#### TEXT BLOCK:
Read on. It’s a hoot — except that when you get into it it begins to look like actual reporting of what’s going on.


Books, etc.

This arrived the other day. I welcomed it because I loved Margaret Heffernan’s earlier book, Wilful Blindness — about a condition that plagues our political and corporate world. Her new book is about the way that artists not only cope with uncertainty better than the rest of us, but how they positively embrace it.


My commonplace booklet

 AI company says to job applicants: ‘Please don’t use AI’

When I first saw this in the FT, I immediately filed it away in the “You Couldn’t Make This Up” folder. Anthropic is the company that makes Claude, one of the LLMs that I use regularly.

Here’s what it tells job applicants:

While we encourage people to use AI systems during their role to help them work faster and more effectively, please do not use AI assistants during the application process. We want to understand your personal interest in Anthropic without mediation through an AI system, and we also want to evaluate your non-AI-assisted communication skills. Please indicate ‘Yes’ if you have read and agree.


Linkblog

Something I noticed, while drinking from the Internet firehose.

  • Pot calls the Data Centre black

From New Scientist

More than 60 per cent of the 24,000 tonnes of cannabis grown each year in the US is cultivated in indoor farms that rely on large arrays of lights as well as heating and cooling systems. Those controlled conditions enable the production of more potent flowers and for crops to be grown in more places with more security – or secrecy. But they come with a large environmental cost.

Mills used data on both the legal and illegal US cannabis industry to estimate the total energy use and emissions generated by these indoor plant factories. He found they use around 596 petajoules per year. That’s a “remarkable” amount of energy, equivalent to about a third of current energy demand from US data centres, says Mills.

Generating that electricity, as well as the carbon dioxide pumped into indoor operations to fertilise cannabis plants, produces emissions equivalent to 44 million tonnes of CO2 per year – about the same as 6 million homes. For the average daily cannabis user – more than 17 million of whom live in the US – that would mean cannabis accounts for half their personal CO2 footprint.

Jeez. And here am I, someone who has never smoked weed in his long life, fretting about the carbon footprint of data centres!

Thanks to Sheila Hayman (Whom God Preserve) for spotting it.

#### DATASET CONTENT:

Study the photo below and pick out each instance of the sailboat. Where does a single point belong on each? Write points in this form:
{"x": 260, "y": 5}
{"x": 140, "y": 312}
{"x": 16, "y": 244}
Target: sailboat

#### APPLY WHAT YOU READ:
(1) How would you render this sentence from the newsletter excerpt in French: "Her new book is about the way that artists not only cope with uncertainty better than the rest of us, but how they positively embrace it."
(2) Could you pick up the newsletter excerpt after its final sentence and carry it on?

#### ANSWERS TO THIS EXERCISE:
(1) Son nouveau livre porte sur la manière dont les artistes non seulement font face à l'incertitude mieux que nous tous, mais aussi sur la façon dont ils l'accueillent résolument.

(2)
Feedback

  • John Seeley read my claim that LLMs, like libraries, “help humans to access and utilise the accumulated knowledge of previous generations” and was reminded of something that George Jackson wrote in Soledad Brother when referring to libraries : “We, the humble representatives of future generations, have all the accumulated knowledge and thinking of previous generations to build our thoughts. “

  • A good friend who used to be a Blue Guide in Cambridge was struck by my piece on Wednesday about the statue of Henry VIII on Trinity’s Great Gate. “My stories about it,” she writes,

are that the original sceptre was removed by a student in May Week and a chair leg put in its place. The original sceptre (I understand) was never returned. Many years later, also in May Week, a student climbed up in the dark and replaced the chair leg with a bicycle pump. The following morning he telephoned the Porters’ Lodge anonymously and asked if ‘they had seen Henry this morning’. A reply in the negative prompted to ask the porter to go and look. A weary Porter returned to the telephone and said; “I’ve seen Henry” to which the student asked if he could go to the Master and tell him that the students thought a bicycle pump was more appropriate than a chair leg (Cambridge is after all a city for cyclists).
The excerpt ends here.